Zinc is the second most abundant “trace mineral” in the human body, right after iron. Its presence is determined in over 100 different enzymes in the body.
It is a powerful mineral that we need for a healthy immune system, for the proper functioning of thyroid hormones, sex hormones, and to maintain normal blood glucose (insulin) levels. Helps in the metabolism of the breakdown of carbohydrates for energy, but also in maintaining the health of the skin and nails. It also plays an important role in cell division and growth, wound healing, etc.
However, perhaps the most well-known positive effect of zinc in the body is its powerful effect in combating colds and other infections that develop, typically, in the cold months of the year. Zinc “fights” with harmful compounds that are constantly formed in the body as a result of various reactions – free radicals.
This antioxidant effect of zinc has a positive effect on overall human health, as well as immunity. Something that is additionally positive. Zinc is often found in plant foods. With that in mind, it is clear that most often when consuming foods rich in zinc, we also consume a range of more antioxidants and other beneficial components, naturally present in fruits, vegetables, and cereals.
Zinc and immunity
The immune system, as the body’s main defense mechanism against various infections and other threats, is of great importance for overall health. Lack of zinc in the body can lead to suppressed function of the immune response. Even a small deficiency can affect macrophages and neutrophils, the natural killer immune cells. The body also needs zinc to make T lymphocytes. Thus, some studies conducted in developing countries indicate that some severe pneumonia and other infections in patients are caused precisely by suppressed immunity as a result of zinc deficiency.
Function in wound healing
Zinc helps maintain the elasticity of the skin and mucous membrane, which is especially important in injuries. It also helps in the production of healthy hair, nails, and healthy skin cells.
Acute diarrhea is among the diseases with the highest mortality in children in developing countries. Dietary zinc deficiency may be one of the main causes of this disease. Zinc plays an important role in the immune response that is reduced in these children, so they are more susceptible to infections such as diarrhea.
Researchers have suggested that zinc in combination with some antioxidants may reduce the progression of vision loss in the elderly. This action takes place by preventing damage to the retinal cells in the eye.
Flu and different types of colds
Of course, given the effect of zinc on the proper functioning of the immune system and its capacity as a whole, it will indirectly affect the likelihood of developing and complications from the flu and various colds.
Thus, normal levels of zinc in the body are very important. Namely, one study determines a significant, direct impact of zinc in reducing the risk of complications or complete prevention of infections caused by viruses with varying degrees of danger.
Researchers have found that zinc can reduce the risk of severe infection and reduce the duration of symptoms. The mechanism of this action is still at the level of a hypothesis. The hypothesis is that this positive effect of zinc is due to its direct action of inhibiting or preventing the rhinovirus from binding and replicating in nasal tissue.

§ **Given records**

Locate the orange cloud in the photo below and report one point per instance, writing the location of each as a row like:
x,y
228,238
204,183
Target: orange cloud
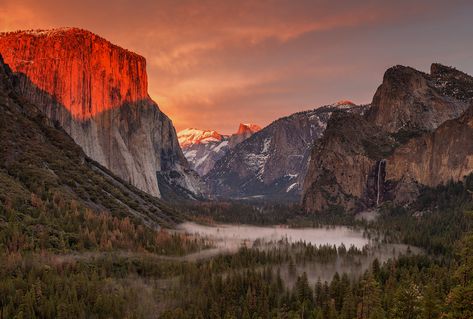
x,y
214,63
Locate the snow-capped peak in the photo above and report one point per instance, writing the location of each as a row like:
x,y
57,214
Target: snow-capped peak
x,y
191,136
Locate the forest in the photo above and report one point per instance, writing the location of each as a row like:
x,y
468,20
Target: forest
x,y
62,260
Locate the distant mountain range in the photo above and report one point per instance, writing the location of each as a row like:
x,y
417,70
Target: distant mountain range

§ **Work request 1**
Reproduce the passage of the zinc article starting at "It is a powerful" and ending at "wound healing, etc.".
§ **Work request 2**
In the zinc article, which immune cells does the body need zinc to make?

§ **Exercise answer 1**
It is a powerful mineral that we need for a healthy immune system, for the proper functioning of thyroid hormones, sex hormones, and to maintain normal blood glucose (insulin) levels. Helps in the metabolism of the breakdown of carbohydrates for energy, but also in maintaining the health of the skin and nails. It also plays an important role in cell division and growth, wound healing, etc.

§ **Exercise answer 2**
T lymphocytes.